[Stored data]
#####

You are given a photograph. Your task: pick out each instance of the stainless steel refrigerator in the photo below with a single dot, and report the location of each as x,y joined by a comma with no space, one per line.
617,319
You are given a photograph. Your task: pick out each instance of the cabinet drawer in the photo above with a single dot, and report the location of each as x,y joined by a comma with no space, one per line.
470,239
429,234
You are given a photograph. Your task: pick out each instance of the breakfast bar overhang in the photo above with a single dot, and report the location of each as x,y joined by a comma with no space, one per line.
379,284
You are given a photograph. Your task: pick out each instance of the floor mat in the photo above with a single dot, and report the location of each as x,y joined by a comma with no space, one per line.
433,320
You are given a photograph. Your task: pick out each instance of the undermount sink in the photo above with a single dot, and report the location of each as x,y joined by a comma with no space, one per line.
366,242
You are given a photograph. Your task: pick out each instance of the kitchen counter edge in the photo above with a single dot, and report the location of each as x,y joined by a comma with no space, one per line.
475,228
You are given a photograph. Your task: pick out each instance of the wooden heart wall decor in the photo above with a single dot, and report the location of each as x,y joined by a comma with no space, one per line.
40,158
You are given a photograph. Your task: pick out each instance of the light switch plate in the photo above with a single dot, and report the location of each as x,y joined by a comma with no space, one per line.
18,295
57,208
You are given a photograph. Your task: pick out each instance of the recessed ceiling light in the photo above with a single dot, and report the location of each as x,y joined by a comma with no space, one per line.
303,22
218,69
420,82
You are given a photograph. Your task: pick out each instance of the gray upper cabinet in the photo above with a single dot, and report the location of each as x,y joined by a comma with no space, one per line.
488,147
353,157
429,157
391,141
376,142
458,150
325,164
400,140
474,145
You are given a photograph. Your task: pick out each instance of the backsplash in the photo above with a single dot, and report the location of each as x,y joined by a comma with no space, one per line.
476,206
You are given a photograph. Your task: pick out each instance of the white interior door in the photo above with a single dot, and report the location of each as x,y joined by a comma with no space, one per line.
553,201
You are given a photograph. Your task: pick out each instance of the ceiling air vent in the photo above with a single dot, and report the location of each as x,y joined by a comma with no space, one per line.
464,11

#####

* [Short task]
Rewrite every entry above with "single dot" swapped for "single point" at each occurrence, leaving all other text as it is.

* [Solution to the exercise]
You are given a photograph. Your task: pick out each instance of the stainless steel refrigerator in the photo below with a single point, and report the location of each as x,y joined by a comma with no space, one per line.
617,319
You are given a photograph. Your task: pick out each instance of the cabinet drawer in the photo above with a single point, and report the location of each as x,y joined by a comma with no space, one per line.
470,239
429,234
You are given a photograph. Your task: pick out each instance of the breakfast bar overhang in the photo above with a single point, and report the location of each as x,y joined by a comma with no space, one per line.
379,284
You are given a photograph. Your task: pick out each instance of the floor mat in the photo above with a single point, and report the location of each as x,y joined by a comma with no space, one per line.
433,320
You are given a photograph. Your task: pick out each instance of the undermount sink in the photo above with a single point, and report the location of each as x,y joined by a comma with no space, one per line.
366,242
You are given a photograph. Your task: pick out each instance of the kitchen counter edge in the photo above with a single point, and report the location of each as x,y joined by a comma with no space, one per line.
475,228
You are given a photograph. Your task: pick out each instance of the wooden heart wall decor in the photo above with a single point, and report the location of each as x,y joined by a comma with no space, one per line.
40,158
You are given a photograph. Your task: pick out each instance of the light switch plate in the photo above with a single point, and report the location of each as x,y joined by a comma with no space, one per line.
18,295
57,208
You are given a photograph. Your task: pick out each instance of the recessed ceiling light in the photo above with a single point, and report the location of each as x,y joined by a comma with no space, one per line.
303,22
218,69
420,82
You are given a photograph. Your task: pick out each instance of the gray upper cabinet in the photo above with a single point, and report the location of each as x,y joined by a comma with no space, one per line.
488,147
353,157
429,157
391,141
376,142
458,150
325,164
400,140
474,145
You are given a photograph. Your task: pick out each instance of the backsplash in the photo above with a single point, and report the location of each as x,y joined by a comma with no space, one per line.
476,206
You are given a photograph. Your task: pick out each instance of the white interior door in the photo above with a single point, and report the location of each as x,y joined by a comma with no space, one per line.
553,201
You are given a photograph. Your task: pick out each instance of the ceiling air vent in the photo above with a single point, and report the location of each as x,y joined by a comma with no space, one per line.
464,11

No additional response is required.